— START Text passage —

Many are looking to add new voices to the party — and were inspired by the wave of Democratic wins in 2018.

Rep. Elise Stefanik (R-NY) has been focused on recruiting more Republican women to Congress.
Michael Brochstein/Echoes Wire/Barcroft Media/Getty Images

Like the 2018 midterms, the 2020 elections feature a record number of women running for the House of Representatives, with one very notable difference: This year, there’s been a major uptick in the number of Republican as well as Democratic women candidates.

In 2018, 356 Democratic women pursued House seats, while 120 Republicans did, a huge increase over 2016, when 178 Democratic women and 95 Republican women ran. So far this year, both parties have seen this surge continue: 303 Democratic women have filed to run and 202 Republican women have, according to Rutgers University’s Center for American Women and Politics.

In fact, this cycle has seen the largest number of Republican women filing ever, surpassing the previous record of 133 that was set in 2010.

There are a couple of reasons for this uptick, according to experts. Among them: The infrastructure for recruiting Republican women has improved significantly, and the wave of Democratic women who won in 2018 was a key motivating factor.

— END Text passage —
— START Supplied material —

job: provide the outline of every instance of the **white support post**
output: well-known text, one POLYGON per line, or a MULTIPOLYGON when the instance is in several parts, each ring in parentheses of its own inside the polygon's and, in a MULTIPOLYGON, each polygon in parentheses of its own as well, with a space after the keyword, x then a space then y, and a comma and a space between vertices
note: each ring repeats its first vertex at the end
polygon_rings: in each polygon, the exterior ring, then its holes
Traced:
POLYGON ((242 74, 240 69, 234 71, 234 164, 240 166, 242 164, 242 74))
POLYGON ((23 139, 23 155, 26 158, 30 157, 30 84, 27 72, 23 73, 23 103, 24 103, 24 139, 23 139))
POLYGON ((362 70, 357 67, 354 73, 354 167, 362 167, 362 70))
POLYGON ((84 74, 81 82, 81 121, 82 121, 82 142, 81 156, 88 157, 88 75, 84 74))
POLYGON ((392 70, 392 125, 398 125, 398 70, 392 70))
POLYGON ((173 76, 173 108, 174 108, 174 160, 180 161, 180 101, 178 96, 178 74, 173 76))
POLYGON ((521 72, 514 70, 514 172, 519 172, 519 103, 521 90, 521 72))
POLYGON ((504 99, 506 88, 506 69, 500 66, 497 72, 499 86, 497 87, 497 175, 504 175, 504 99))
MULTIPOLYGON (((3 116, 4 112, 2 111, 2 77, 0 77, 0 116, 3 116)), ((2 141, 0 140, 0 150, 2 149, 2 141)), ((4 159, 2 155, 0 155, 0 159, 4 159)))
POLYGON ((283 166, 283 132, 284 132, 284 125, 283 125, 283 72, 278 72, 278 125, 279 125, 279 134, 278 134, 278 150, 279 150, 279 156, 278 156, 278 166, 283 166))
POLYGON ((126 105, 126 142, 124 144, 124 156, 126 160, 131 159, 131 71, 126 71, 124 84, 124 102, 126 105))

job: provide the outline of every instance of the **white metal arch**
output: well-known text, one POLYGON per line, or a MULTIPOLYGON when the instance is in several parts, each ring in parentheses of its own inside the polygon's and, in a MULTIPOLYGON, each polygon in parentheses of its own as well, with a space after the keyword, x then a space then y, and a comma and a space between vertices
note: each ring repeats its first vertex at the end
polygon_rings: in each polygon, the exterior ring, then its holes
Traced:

— END Supplied material —

• [Parts of the exercise]
1 > In the passage on women running for the House, what was the previous record for Republican women filing, and in what year was it set?
2 > Please carry on the passage on women running for the House, starting right after its final sentence.
The items come from a separate source, unrelated to the passage on women running for the House.

• [Results of the tasks]
1 > The previous record was 133, set in 2010.

2 >
“It was very much the year of the women on the left. If they can do it, so can we,” says Olivia Perez-Cubas, a spokesperson for Winning for Women, an organization dedicated to electing more Republican women.

Beyond the momentum prompted by Democrats’ success, Perez-Cubas emphasizes that Republicans also want to reverse a worrying trend. During the midterms, the number of Republican women in the House actually went down, from 23 to 13. Meanwhile, the number of Democrats increased from 64 to 89. “It all came to a head last cycle,” Perez-Cubas said. “Our numbers were just so bad.”

Relative to recent cycles, this year’s increase in candidate filings — even if it doesn’t result in the same degree of seat gains Democrats saw in 2018 — is significant for the Republican Party, which has historically struggled to bolster representation. In the past, gender parity has been a much greater focus for Democrats, while the GOP has shied away from efforts that have even a hint of identity politics.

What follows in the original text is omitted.